-- start Data provided --

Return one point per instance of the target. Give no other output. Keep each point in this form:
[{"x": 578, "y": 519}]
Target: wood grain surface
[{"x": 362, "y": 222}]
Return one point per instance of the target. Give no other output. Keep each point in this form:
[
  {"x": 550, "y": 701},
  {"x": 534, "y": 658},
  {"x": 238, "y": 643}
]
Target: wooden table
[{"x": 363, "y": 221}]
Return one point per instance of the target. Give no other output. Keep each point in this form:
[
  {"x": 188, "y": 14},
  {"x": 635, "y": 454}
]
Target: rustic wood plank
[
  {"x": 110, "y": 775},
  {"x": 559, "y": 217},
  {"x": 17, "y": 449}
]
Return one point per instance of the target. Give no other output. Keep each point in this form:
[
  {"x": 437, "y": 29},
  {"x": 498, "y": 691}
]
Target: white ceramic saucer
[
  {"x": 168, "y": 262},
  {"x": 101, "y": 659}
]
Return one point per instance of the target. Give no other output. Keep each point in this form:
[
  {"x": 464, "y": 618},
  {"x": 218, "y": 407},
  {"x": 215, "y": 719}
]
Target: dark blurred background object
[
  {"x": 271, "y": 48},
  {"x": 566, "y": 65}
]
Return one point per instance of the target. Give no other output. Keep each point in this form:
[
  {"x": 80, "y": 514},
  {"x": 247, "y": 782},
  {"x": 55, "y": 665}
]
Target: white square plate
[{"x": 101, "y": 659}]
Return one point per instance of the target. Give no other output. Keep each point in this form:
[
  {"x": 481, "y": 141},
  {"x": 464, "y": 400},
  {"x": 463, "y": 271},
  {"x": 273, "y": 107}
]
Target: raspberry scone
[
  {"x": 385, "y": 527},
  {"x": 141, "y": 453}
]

-- end Data provided --

Your objective: Please locate every line in the material above that contains the string "white", treating uppercase and lowercase as different, and copy each of those lines.

Answer to the task:
Target: white ceramic saucer
Target: white square plate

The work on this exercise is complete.